WORK REQUIRED >> Only the pictures are omitted; repeat all other data exactly.

Location annotation dataset excerpts:
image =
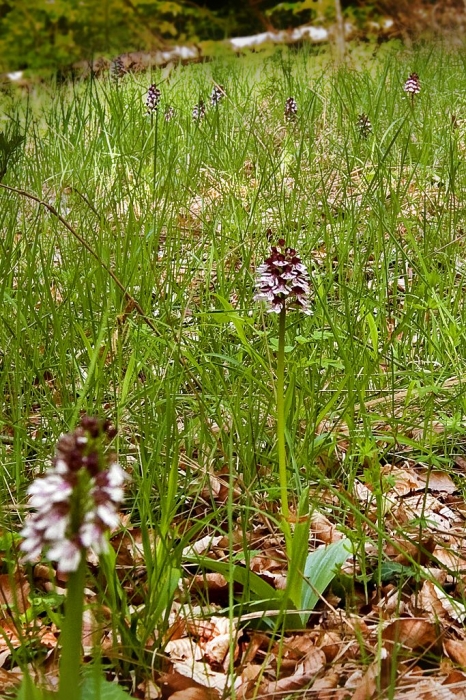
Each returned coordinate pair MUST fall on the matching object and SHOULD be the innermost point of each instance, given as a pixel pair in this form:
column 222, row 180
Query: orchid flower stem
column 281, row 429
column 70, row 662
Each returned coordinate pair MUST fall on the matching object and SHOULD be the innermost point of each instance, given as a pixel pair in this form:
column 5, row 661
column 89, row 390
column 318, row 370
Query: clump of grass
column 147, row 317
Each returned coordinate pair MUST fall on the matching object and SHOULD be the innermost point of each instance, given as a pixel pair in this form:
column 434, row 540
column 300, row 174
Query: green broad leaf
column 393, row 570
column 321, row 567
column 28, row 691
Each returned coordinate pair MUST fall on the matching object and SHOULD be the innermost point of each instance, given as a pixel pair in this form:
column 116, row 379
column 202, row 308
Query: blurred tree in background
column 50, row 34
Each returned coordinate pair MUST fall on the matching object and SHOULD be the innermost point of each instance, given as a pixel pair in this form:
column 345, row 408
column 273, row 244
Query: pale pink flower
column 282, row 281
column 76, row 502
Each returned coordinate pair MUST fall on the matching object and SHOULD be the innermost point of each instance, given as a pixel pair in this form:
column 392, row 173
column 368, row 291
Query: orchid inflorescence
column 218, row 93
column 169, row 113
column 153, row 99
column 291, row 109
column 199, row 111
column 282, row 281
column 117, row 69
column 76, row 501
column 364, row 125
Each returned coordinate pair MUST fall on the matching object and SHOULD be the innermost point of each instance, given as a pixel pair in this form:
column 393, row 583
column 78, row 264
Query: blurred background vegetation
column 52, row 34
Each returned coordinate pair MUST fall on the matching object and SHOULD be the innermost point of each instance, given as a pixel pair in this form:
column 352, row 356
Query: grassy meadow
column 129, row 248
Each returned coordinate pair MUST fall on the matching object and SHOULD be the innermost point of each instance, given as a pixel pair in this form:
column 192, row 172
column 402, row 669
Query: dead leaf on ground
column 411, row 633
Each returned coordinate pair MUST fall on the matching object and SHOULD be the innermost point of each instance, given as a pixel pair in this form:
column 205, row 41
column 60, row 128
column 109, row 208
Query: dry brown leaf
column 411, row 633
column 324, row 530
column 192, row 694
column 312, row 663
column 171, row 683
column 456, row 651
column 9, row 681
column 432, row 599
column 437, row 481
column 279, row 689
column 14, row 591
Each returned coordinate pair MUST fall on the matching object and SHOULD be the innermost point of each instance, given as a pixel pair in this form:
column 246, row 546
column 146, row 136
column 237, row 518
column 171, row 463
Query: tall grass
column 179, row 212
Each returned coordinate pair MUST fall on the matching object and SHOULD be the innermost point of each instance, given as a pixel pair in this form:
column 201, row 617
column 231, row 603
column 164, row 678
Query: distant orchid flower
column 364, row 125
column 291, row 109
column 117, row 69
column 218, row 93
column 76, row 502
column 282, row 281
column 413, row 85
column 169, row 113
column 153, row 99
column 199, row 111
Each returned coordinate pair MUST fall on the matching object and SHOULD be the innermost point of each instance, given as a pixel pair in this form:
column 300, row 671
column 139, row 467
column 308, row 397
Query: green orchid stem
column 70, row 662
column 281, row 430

EXERCISE SOLUTION >>
image =
Each returned coordinate pair MUST fall on the matching object and SHOULD be the innermost point of each instance, given as a pixel pair in this form:
column 222, row 180
Query: orchid flower stem
column 281, row 429
column 70, row 662
Each returned coordinate pair MUST fall on the matching object and SHOULD be the innermost point of each instance, given as a pixel pair in this form:
column 5, row 661
column 89, row 390
column 318, row 370
Query: clump of grass
column 147, row 317
Each returned coordinate pair MUST fall on the matching object and SHOULD be the innermost point of each instance, given as a pixel pair in this form:
column 434, row 540
column 300, row 174
Query: green broad leaf
column 393, row 570
column 321, row 567
column 28, row 691
Each returned coordinate pair MUST fall on the matching object and SHOULD be the innermost point of each instance, given as a pixel pair in this form:
column 116, row 379
column 202, row 308
Query: blurred tree in background
column 50, row 34
Each returned coordinate pair MUST fall on the matching object and SHOULD be the innermost point of each instance, given as a pixel pair in this form:
column 345, row 408
column 273, row 244
Query: pale pink flower
column 282, row 281
column 76, row 502
Each returned coordinate pair MUST fall on the matching object and SHOULD be the innermost point of each instance, given as a pixel pair in this form:
column 392, row 173
column 368, row 291
Query: orchid inflorescence
column 218, row 93
column 169, row 113
column 153, row 99
column 291, row 109
column 199, row 111
column 282, row 281
column 117, row 69
column 76, row 501
column 364, row 125
Each returned coordinate pair MUST fall on the matching object and SHOULD be the innermost point of each instance, given as a pixel pair in this form:
column 393, row 583
column 78, row 264
Query: blurred background vegetation
column 52, row 34
Each returned coordinate pair MUST fall on the matching object and SHOULD be the innermost point of each instance, given as a pixel pair in this form:
column 352, row 356
Query: grassy meadow
column 129, row 248
Each returned coordinate pair MUST fall on the matching object and SHOULD be the innermost point of each instance, given as a pixel pair in this form:
column 192, row 172
column 402, row 669
Query: dead leaf on ground
column 411, row 633
Each returned coordinate pair MUST fall on the matching object and SHOULD be the innermost point of each instance, given as a pixel pair in this form:
column 205, row 41
column 60, row 128
column 109, row 208
Query: dry brown leaf
column 411, row 633
column 324, row 530
column 192, row 694
column 312, row 663
column 171, row 683
column 456, row 651
column 9, row 681
column 432, row 599
column 437, row 481
column 279, row 689
column 14, row 591
Each returned coordinate pair MUST fall on the matching object and SHOULD be the innermost point of each instance, given as a pixel pair in this form:
column 246, row 546
column 146, row 136
column 237, row 518
column 171, row 463
Query: tall grass
column 179, row 212
Each returned coordinate pair MUST fall on the matching object and SHOULD be the innermost point of each instance, given as a pixel pair in this form:
column 201, row 617
column 231, row 603
column 164, row 678
Query: distant orchid flower
column 364, row 125
column 291, row 109
column 117, row 69
column 218, row 93
column 76, row 502
column 282, row 281
column 413, row 85
column 169, row 113
column 153, row 99
column 199, row 111
Each returned coordinate pair MUST fall on the matching object and SHOULD be the innermost point of each instance, given as a pixel pair in this form:
column 300, row 671
column 139, row 467
column 308, row 397
Query: green orchid stem
column 70, row 662
column 281, row 430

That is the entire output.